Entries taken from a collection
◇ ◇ ◇ ◇
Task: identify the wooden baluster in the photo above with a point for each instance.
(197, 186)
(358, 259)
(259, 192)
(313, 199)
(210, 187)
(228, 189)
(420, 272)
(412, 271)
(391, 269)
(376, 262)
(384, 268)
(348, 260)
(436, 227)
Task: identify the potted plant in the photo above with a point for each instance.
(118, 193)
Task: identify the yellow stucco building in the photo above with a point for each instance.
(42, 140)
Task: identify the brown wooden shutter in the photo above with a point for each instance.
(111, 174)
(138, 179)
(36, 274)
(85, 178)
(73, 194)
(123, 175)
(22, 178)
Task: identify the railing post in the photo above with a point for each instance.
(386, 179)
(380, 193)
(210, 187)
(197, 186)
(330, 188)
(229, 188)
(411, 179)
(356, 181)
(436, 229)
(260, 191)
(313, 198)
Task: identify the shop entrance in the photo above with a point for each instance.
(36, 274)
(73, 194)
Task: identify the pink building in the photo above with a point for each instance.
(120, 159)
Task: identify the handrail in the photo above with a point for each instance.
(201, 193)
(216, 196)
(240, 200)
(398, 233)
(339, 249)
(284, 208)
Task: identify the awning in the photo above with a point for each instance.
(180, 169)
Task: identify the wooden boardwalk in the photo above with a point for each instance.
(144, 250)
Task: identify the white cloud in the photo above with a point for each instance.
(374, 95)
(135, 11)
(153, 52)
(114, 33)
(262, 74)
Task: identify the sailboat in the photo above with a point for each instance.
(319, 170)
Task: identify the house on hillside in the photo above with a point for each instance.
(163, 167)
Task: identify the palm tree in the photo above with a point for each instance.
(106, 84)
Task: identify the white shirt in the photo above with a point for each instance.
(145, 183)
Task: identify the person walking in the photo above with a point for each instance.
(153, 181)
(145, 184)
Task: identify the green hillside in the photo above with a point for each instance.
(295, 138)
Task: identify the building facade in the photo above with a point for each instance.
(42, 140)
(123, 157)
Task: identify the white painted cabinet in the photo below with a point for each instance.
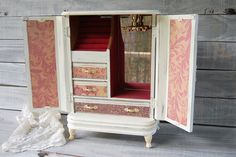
(76, 64)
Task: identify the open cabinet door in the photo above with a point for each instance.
(179, 45)
(44, 52)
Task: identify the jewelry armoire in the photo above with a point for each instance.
(76, 64)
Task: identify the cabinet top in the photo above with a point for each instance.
(110, 12)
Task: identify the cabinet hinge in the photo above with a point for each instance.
(162, 110)
(67, 31)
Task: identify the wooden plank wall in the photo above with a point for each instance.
(215, 102)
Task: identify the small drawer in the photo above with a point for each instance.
(90, 89)
(137, 111)
(89, 71)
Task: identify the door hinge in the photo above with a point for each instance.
(162, 110)
(67, 31)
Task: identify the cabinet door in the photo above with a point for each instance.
(44, 62)
(178, 62)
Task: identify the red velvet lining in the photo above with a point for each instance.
(138, 86)
(135, 91)
(133, 94)
(94, 33)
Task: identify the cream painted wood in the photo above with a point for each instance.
(111, 12)
(161, 71)
(60, 63)
(192, 72)
(112, 124)
(148, 140)
(114, 99)
(90, 56)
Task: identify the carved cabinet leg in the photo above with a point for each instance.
(72, 134)
(148, 140)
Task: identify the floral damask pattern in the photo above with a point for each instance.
(90, 90)
(90, 72)
(178, 74)
(42, 62)
(112, 109)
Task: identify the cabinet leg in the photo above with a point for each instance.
(148, 140)
(72, 134)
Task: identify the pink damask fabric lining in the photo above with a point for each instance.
(179, 60)
(42, 61)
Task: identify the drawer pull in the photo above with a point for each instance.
(89, 71)
(89, 89)
(90, 107)
(134, 110)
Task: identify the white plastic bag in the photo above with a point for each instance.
(36, 132)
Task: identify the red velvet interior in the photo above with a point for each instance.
(93, 33)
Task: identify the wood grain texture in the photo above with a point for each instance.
(169, 141)
(212, 111)
(11, 28)
(13, 97)
(216, 55)
(210, 28)
(12, 51)
(217, 28)
(12, 74)
(216, 84)
(53, 7)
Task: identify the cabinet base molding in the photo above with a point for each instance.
(113, 124)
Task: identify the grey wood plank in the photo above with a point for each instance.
(169, 141)
(12, 51)
(12, 74)
(216, 55)
(11, 28)
(13, 97)
(211, 28)
(217, 28)
(52, 7)
(216, 84)
(213, 111)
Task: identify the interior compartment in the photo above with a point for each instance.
(99, 33)
(90, 33)
(121, 85)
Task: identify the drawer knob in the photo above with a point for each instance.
(90, 107)
(134, 110)
(93, 71)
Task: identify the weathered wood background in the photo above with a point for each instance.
(215, 102)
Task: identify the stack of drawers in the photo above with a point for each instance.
(90, 79)
(91, 87)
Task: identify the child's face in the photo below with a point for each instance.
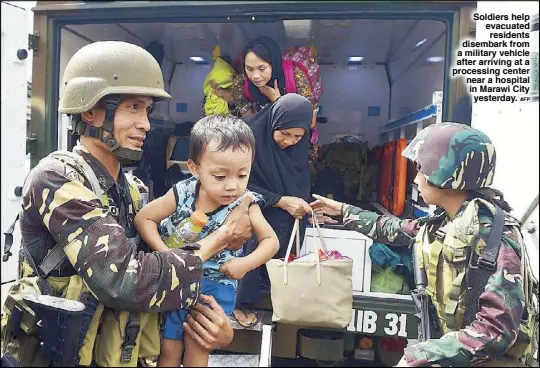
(223, 175)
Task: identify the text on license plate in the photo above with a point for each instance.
(370, 322)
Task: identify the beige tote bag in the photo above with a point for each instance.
(311, 293)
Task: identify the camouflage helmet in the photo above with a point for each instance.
(105, 68)
(453, 156)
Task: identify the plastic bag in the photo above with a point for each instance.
(387, 281)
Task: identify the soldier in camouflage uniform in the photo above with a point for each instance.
(456, 165)
(108, 88)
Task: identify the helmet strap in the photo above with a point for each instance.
(125, 155)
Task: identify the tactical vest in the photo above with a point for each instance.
(445, 257)
(112, 337)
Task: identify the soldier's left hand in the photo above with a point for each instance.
(208, 325)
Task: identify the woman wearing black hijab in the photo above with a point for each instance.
(280, 173)
(266, 77)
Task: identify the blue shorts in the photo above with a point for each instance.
(225, 295)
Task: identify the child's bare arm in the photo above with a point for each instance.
(150, 215)
(266, 236)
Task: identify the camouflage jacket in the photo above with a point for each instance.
(59, 207)
(500, 305)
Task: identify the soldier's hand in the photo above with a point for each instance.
(327, 205)
(208, 325)
(238, 225)
(402, 363)
(296, 207)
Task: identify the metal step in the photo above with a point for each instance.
(233, 360)
(264, 317)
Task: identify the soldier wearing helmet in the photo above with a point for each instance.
(79, 241)
(456, 166)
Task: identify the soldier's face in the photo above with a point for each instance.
(131, 121)
(429, 194)
(223, 174)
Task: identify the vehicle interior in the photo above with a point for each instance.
(379, 77)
◇ ◇ ◇ ◇
Retype everything in the material word for word, minus pictures.

Task: identify the wooden baluster in the photo above with a point for each instance.
(197, 186)
(358, 259)
(259, 192)
(313, 199)
(210, 187)
(228, 189)
(420, 272)
(412, 271)
(391, 269)
(376, 262)
(384, 268)
(348, 260)
(436, 227)
Task: identify the potted plant in the photo above with a point for each instance.
(118, 193)
Task: identify the yellow stucco building in the photo above with a point for each instance.
(42, 140)
Task: identify the brown wooden shutter in the photo above with a point for each instance.
(111, 174)
(138, 179)
(36, 274)
(85, 178)
(73, 194)
(123, 175)
(22, 178)
Task: identify the railing post in the photo above with a point for each instance.
(386, 179)
(380, 193)
(210, 187)
(197, 186)
(330, 188)
(229, 188)
(411, 179)
(356, 181)
(436, 229)
(260, 191)
(313, 198)
Task: identify the shop entrance in the photo above with a point for each instance.
(36, 274)
(73, 194)
Task: identify the pink building in the photo above with a point for each instance.
(120, 159)
Task: identify the handrail in the photo above with a point for each instance.
(201, 193)
(216, 196)
(240, 200)
(398, 233)
(339, 249)
(284, 208)
Task: identify the awning in the photo above with a point for each instance.
(180, 169)
Task: identify the wooden boardwalk in the photo above with a point for each instance.
(144, 250)
Task: identify the white cloud in the photo above with a point for each instance.
(374, 95)
(135, 11)
(153, 52)
(114, 33)
(262, 74)
Task: identify the sailboat in the photo above with a point for each instance.
(319, 170)
Task: identify the house on hillside in the photo above with a point for each instance.
(163, 167)
Task: identify the palm tree in the photo above with a point for each instance.
(106, 84)
Task: identify the white shirt in the photo above with a point for each instance.
(145, 183)
Task: identify the person walking in the photo above with a point for each instance.
(153, 181)
(145, 184)
Task: identify the green hillside in the photo above with a point for each instance.
(295, 138)
Task: identify the building facade in the photo above with a point for each instance.
(42, 140)
(123, 157)
Task: identify the white painted cabinet in the photo below with a point for each instance.
(76, 64)
Task: identify the open cabinet door in the photo above with a point for each instance.
(179, 45)
(44, 52)
Task: identify the jewelry armoire in the photo above with a point for each instance.
(76, 64)
Task: identify the cabinet top in the photo above with a point for each instance.
(110, 12)
Task: identify the cabinet hinge in the photo above with a point for each instance.
(162, 110)
(67, 31)
Task: identify the wooden plank wall in the photo above with a point for each instance.
(215, 102)
Task: identify the small drawer in the photo above with a point for each instance.
(90, 89)
(137, 111)
(89, 71)
Task: identify the door hinge in the photo above with a point for each instance.
(162, 110)
(67, 31)
Task: identify the cabinet door in the photo above with a point for each instance.
(44, 62)
(178, 62)
Task: identify the red velvet lining in the photo above with a point for each instance.
(138, 86)
(135, 91)
(133, 94)
(94, 33)
Task: identify the cream painted wood in the photo above with a point for each instance.
(111, 12)
(161, 71)
(60, 63)
(192, 72)
(112, 124)
(148, 140)
(114, 99)
(90, 56)
Task: identify the carved cabinet leg in the photo above with a point for each instance.
(72, 134)
(148, 140)
Task: identify the floral damask pattern in the photo above with a point for each instance.
(90, 90)
(90, 72)
(178, 74)
(42, 62)
(112, 109)
Task: identify the cabinet leg in the photo above with a point for each instance.
(148, 140)
(72, 134)
Task: identify the pink damask fabric lining in the photo above with a point for each instance.
(179, 60)
(42, 61)
Task: identify the drawer pull in the photo above with a point for each instance.
(89, 71)
(89, 89)
(90, 107)
(134, 110)
Task: identify the white plastic bag in the photo above with a point for each instance.
(36, 132)
Task: identify the red velvet interior in the photo above with a point for each instance.
(93, 33)
Task: identify the wood grain texture in the photo above with a point for each instance.
(169, 141)
(212, 111)
(11, 28)
(13, 97)
(216, 55)
(210, 28)
(12, 51)
(217, 28)
(12, 74)
(216, 84)
(53, 7)
Task: identify the cabinet base molding in the photo above with a point for each instance.
(113, 124)
Task: identify the grey wood plank in the photo above with a point for each instance.
(169, 141)
(12, 51)
(12, 74)
(216, 55)
(11, 28)
(13, 97)
(211, 28)
(217, 28)
(52, 7)
(216, 84)
(213, 111)
Task: identify the interior compartment in the photo above with a point for each instance.
(99, 33)
(90, 33)
(121, 85)
Task: identify the drawer knob in the photo above with a point for each instance.
(90, 107)
(134, 110)
(93, 71)
Task: identify the weathered wood background in the photo above with a point for each instance.
(215, 102)
Task: identify the stack of drawers in the photo above with a point for each instance.
(90, 79)
(91, 87)
Task: identify the child's face in the photo below with a point for each instance.
(223, 175)
Task: identify the text on license plate in the photo above with a point for each instance.
(370, 322)
Task: identify the beige tote bag in the photo above with a point for each instance.
(311, 293)
Task: identify the camouflage helmet in the photo above with a point for each instance.
(105, 68)
(453, 156)
Task: identify the plastic bag in the photo above with a point for each instance.
(387, 281)
Task: identify the soldier in camouflage uniform in the photo above with a point for each instance.
(456, 165)
(108, 88)
Task: identify the helmet strap in the photo above with a point for each instance.
(125, 155)
Task: identify the tactical vest in the photo above with a point for each instance.
(445, 257)
(112, 337)
Task: identify the soldier's left hand in the photo above with a point for each instance.
(208, 325)
Task: identify the woman wearing black hijab in the photo above with a point for each instance.
(280, 173)
(266, 77)
Task: identify the blue shorts in the photo above with a point for each instance.
(225, 295)
Task: identify the child's bare arm in the photo above with a point for each instance.
(150, 215)
(266, 236)
Task: identify the camouflage jacket in the photo above with a point for each instance.
(59, 207)
(500, 305)
Task: identify the soldier's hand in the photo above with a point for each instance.
(327, 205)
(208, 325)
(238, 225)
(402, 363)
(296, 207)
Task: identify the metal step in the photo above with a point for each instance.
(233, 360)
(264, 317)
Task: identify the soldier wearing helmet in the photo above with a point for each instance.
(79, 241)
(456, 166)
Task: identify the soldier's face in the photo above with a point for each instance.
(131, 121)
(429, 194)
(223, 174)
Task: identify the vehicle interior in the photo above with a point for each instance.
(379, 77)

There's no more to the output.